▸ Supplied material
◆ ◆ ◆ ◆ ◆
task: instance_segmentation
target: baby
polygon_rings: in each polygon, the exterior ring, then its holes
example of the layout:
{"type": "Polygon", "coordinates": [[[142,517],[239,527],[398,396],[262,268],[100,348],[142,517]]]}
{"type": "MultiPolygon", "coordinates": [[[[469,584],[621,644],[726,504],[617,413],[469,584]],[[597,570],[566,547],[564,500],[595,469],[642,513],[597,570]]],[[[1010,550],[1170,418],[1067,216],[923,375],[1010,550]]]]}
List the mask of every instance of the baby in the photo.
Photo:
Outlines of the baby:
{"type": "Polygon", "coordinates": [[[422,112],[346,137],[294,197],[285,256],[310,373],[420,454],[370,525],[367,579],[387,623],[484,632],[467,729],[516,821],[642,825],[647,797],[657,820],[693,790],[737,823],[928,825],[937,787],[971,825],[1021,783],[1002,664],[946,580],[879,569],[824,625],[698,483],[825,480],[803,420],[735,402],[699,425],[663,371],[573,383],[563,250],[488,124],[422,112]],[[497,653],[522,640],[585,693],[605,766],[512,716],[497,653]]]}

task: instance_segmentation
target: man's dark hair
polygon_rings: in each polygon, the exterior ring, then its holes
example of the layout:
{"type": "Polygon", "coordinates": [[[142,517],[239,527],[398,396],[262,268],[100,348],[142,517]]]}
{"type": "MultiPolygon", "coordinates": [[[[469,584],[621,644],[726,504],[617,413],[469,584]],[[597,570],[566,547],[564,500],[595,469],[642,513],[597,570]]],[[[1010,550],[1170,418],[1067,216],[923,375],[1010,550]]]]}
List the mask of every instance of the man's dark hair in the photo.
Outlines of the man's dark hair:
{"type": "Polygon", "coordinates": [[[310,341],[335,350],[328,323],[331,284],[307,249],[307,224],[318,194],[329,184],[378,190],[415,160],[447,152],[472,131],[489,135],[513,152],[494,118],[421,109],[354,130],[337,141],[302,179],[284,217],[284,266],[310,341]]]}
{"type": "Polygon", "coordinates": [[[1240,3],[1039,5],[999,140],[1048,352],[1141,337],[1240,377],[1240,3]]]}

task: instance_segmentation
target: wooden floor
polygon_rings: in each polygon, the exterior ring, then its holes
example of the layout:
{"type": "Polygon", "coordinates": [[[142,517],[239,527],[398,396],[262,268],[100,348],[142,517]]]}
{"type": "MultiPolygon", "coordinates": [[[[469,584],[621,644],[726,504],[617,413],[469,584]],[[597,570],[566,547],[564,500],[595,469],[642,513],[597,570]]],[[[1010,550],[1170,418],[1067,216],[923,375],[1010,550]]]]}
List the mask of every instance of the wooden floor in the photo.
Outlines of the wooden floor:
◆ ◆ ◆ ◆ ◆
▸ Exercise aim
Could you copy every line in the records that holds "wooden"?

▸ Solution to this problem
target: wooden floor
List the mask of every instance of the wooden floor in the photo.
Outlines of the wooden floor:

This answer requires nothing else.